-- Begin --
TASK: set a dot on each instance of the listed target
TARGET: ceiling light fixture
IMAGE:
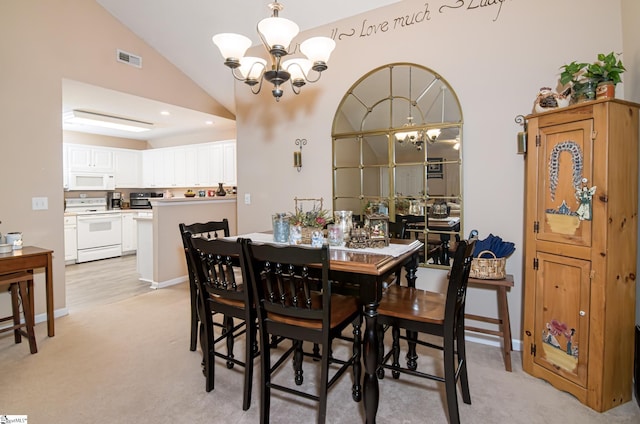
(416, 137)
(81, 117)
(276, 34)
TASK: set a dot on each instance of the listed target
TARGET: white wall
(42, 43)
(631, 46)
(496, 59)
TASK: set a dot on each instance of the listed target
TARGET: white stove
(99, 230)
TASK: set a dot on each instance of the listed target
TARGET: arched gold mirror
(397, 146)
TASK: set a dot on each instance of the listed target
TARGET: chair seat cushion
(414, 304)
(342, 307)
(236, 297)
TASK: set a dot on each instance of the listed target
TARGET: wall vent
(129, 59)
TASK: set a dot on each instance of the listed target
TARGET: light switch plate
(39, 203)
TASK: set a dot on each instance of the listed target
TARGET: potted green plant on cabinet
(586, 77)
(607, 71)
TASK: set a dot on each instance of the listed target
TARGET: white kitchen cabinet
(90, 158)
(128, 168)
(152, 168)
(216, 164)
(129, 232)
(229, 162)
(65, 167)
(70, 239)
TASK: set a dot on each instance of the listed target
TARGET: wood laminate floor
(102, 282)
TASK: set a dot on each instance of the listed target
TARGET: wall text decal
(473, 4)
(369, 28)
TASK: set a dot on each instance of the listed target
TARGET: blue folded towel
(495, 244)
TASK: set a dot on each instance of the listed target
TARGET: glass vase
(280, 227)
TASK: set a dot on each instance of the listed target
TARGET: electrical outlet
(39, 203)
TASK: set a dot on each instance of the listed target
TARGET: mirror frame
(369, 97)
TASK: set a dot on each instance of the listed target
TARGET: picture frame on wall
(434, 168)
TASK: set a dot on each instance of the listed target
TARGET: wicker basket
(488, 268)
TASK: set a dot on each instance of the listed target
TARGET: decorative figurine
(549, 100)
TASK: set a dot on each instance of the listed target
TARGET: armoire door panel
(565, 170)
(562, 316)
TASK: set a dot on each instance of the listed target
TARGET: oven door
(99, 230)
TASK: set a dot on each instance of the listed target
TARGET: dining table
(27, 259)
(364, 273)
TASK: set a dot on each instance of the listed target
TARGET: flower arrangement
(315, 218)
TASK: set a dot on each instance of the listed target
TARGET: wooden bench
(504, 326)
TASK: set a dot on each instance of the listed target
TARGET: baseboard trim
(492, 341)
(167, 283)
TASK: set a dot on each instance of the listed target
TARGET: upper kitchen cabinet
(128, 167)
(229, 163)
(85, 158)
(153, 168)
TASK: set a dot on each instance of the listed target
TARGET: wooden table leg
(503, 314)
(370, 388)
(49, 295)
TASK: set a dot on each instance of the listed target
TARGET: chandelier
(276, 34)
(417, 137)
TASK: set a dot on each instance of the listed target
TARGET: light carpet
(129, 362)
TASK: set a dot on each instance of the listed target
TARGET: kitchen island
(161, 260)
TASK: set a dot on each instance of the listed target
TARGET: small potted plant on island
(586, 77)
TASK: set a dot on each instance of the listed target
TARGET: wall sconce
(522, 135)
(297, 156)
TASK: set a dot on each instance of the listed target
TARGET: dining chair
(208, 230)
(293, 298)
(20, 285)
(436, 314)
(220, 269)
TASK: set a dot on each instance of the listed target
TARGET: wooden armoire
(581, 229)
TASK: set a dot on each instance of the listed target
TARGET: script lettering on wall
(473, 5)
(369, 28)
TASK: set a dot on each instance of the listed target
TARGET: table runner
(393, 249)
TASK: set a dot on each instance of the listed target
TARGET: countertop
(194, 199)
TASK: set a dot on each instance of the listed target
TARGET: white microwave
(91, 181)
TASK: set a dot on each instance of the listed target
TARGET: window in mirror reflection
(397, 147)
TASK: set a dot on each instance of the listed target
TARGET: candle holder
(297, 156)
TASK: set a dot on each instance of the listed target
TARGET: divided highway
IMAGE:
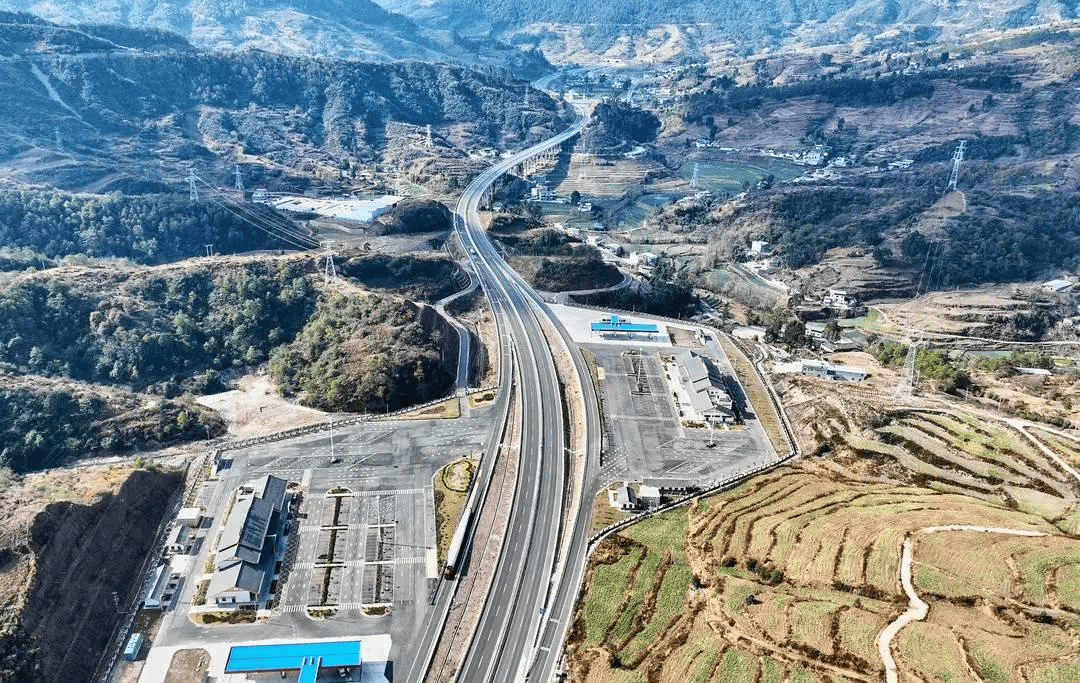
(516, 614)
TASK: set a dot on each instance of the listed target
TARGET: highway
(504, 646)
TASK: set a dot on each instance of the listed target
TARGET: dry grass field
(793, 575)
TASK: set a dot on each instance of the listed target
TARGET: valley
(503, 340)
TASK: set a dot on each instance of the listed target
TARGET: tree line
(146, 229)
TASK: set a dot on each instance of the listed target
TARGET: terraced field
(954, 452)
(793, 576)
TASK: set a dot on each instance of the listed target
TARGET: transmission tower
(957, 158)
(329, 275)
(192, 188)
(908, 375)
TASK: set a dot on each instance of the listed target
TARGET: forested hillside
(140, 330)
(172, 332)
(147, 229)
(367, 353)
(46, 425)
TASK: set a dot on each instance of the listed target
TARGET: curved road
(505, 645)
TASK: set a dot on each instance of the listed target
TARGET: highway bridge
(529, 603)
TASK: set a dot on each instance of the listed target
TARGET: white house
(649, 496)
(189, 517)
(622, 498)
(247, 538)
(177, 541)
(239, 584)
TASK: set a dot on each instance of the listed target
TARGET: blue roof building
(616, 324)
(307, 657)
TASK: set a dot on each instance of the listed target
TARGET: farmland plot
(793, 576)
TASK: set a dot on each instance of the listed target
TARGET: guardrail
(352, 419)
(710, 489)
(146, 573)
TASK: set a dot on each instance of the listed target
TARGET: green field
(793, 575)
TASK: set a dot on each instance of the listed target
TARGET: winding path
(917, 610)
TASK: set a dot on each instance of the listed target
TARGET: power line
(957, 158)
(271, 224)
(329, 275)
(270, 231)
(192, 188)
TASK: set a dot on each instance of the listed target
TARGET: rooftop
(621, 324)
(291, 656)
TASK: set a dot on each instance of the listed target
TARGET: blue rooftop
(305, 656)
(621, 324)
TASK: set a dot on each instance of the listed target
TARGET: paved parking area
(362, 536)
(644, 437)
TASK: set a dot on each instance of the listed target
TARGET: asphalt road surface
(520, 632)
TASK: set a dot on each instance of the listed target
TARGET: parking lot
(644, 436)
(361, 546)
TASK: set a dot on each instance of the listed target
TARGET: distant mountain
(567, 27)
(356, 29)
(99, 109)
-- End --
-- Begin --
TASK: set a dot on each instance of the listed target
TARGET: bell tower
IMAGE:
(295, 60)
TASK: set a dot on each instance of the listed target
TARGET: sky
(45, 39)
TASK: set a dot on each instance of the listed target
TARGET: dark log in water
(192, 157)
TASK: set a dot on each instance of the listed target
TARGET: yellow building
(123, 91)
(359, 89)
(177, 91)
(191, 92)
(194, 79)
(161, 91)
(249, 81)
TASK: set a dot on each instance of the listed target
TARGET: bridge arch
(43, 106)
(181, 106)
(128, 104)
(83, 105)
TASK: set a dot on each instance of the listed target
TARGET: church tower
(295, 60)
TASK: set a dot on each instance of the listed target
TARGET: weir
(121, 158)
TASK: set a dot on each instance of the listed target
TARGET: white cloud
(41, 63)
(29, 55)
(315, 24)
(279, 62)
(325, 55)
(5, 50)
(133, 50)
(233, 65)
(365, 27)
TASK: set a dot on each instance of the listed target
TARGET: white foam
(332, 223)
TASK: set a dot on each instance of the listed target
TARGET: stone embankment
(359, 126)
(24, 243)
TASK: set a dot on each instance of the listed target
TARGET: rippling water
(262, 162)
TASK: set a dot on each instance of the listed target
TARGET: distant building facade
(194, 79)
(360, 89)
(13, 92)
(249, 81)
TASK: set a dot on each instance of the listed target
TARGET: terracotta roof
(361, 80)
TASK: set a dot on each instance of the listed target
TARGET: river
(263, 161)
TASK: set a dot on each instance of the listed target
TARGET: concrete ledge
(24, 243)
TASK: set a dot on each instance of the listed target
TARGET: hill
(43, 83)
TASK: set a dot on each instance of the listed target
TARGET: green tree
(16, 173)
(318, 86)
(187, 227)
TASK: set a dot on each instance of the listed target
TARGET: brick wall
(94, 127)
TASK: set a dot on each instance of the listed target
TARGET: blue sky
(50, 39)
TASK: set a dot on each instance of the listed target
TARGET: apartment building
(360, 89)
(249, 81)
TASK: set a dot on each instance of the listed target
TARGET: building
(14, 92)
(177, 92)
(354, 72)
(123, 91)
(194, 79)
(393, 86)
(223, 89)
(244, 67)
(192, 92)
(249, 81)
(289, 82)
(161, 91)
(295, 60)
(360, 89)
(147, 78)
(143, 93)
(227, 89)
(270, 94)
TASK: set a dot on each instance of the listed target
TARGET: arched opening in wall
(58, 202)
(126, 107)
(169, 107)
-- End --
-- Begin --
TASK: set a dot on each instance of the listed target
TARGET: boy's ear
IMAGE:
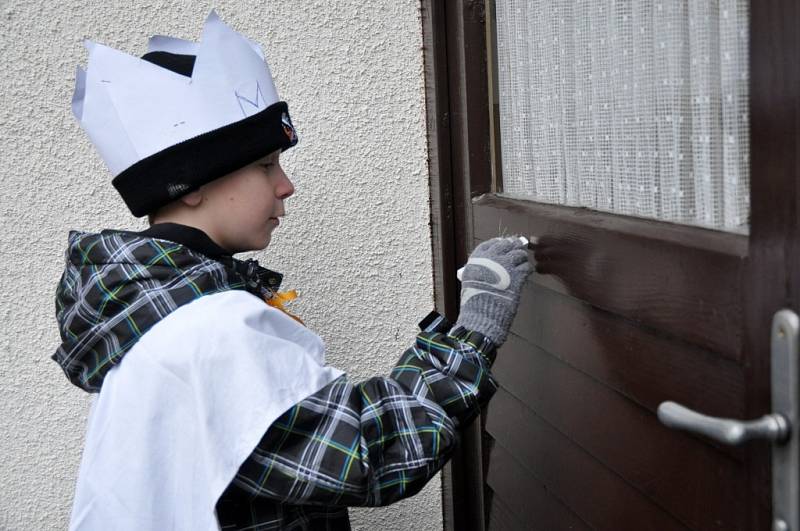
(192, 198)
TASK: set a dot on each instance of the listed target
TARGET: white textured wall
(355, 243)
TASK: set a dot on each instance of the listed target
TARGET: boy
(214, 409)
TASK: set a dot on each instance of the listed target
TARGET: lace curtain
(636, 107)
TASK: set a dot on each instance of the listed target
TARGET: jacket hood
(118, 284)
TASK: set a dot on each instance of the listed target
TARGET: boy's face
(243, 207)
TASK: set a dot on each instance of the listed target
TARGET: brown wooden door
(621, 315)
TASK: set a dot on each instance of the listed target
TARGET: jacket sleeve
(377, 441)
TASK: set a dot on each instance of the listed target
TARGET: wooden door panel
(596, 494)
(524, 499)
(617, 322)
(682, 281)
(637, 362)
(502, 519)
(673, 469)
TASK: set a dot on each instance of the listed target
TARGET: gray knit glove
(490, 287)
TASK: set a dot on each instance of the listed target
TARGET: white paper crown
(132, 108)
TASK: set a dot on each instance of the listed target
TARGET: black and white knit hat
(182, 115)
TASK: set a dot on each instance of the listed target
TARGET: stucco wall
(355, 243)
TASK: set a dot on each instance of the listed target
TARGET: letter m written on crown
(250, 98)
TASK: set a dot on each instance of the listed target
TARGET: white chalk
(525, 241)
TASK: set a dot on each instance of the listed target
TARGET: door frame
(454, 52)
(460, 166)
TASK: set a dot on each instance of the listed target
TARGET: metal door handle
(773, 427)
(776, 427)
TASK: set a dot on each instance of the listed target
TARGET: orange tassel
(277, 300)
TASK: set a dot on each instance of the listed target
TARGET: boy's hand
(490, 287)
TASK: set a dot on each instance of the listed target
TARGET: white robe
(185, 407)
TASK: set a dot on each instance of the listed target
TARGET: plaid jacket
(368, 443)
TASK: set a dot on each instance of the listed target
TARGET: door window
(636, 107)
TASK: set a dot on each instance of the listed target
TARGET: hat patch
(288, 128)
-- End --
TASK TO CARRY OUT — Report every line of the records above that contains the word "white", copying each line in full.

COMPLETED EXERCISE —
TARGET: white wall
TARGET: white stove
TARGET: white kitchen cabinet
TARGET: white microwave
TARGET: white house
TARGET: white cloud
TARGET: white foam
TARGET: white textured wall
TARGET: white paper crown
TARGET: black and white knit hat
TARGET: white chalk
TARGET: white robe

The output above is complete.